— start of Dataset excerpts —

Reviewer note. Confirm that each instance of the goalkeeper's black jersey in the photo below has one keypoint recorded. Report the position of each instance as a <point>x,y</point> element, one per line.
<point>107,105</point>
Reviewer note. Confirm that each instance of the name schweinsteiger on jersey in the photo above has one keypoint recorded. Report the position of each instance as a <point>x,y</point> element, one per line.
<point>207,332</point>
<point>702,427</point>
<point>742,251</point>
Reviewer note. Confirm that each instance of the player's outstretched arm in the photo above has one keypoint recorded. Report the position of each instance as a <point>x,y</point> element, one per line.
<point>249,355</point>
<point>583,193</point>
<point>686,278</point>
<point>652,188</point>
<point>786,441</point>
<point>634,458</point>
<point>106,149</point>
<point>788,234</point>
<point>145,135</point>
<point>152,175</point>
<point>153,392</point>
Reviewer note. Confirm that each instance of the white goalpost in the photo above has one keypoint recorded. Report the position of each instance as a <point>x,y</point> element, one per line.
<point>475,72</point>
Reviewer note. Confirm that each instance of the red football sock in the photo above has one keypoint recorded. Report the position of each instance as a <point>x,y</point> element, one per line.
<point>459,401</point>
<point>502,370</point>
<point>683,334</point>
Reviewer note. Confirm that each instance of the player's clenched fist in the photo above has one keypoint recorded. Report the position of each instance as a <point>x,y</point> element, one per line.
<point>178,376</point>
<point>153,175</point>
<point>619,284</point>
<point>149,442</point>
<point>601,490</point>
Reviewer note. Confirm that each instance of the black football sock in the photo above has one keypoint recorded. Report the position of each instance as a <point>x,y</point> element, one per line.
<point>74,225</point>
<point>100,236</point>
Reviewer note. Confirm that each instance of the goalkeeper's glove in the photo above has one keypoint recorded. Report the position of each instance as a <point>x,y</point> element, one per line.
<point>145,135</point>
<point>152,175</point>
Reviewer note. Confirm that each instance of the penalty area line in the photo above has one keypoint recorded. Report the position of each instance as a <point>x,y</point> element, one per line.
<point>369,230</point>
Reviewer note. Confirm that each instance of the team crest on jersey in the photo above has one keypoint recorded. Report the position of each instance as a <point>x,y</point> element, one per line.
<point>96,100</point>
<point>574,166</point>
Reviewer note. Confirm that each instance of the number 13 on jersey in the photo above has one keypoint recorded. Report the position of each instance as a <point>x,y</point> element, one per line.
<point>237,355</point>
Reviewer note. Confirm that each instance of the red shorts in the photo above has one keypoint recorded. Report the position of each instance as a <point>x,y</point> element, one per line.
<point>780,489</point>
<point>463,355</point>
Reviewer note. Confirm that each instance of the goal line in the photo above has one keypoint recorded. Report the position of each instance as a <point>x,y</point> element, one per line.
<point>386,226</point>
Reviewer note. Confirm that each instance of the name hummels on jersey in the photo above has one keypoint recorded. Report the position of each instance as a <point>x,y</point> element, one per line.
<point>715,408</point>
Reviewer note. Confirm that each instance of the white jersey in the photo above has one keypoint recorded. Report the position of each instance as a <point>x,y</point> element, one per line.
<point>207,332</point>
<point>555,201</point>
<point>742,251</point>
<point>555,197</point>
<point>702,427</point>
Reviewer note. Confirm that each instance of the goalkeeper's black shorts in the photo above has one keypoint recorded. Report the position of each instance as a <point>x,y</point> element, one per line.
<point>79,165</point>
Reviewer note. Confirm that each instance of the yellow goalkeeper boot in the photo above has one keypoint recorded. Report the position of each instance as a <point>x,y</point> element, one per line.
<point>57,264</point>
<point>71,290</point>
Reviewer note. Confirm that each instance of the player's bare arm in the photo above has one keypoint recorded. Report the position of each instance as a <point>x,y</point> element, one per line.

— end of Dataset excerpts —

Exercise directions = Print everything from the beginning of the data down to the line containing "<point>107,105</point>", exactly as it appears, with that line included.

Exercise result =
Reviewer note. Confirm that each instance of the goalkeeper's black jersey in the photo below has one keypoint recorded. Report the position of each instance as a <point>x,y</point> element, one per line.
<point>107,105</point>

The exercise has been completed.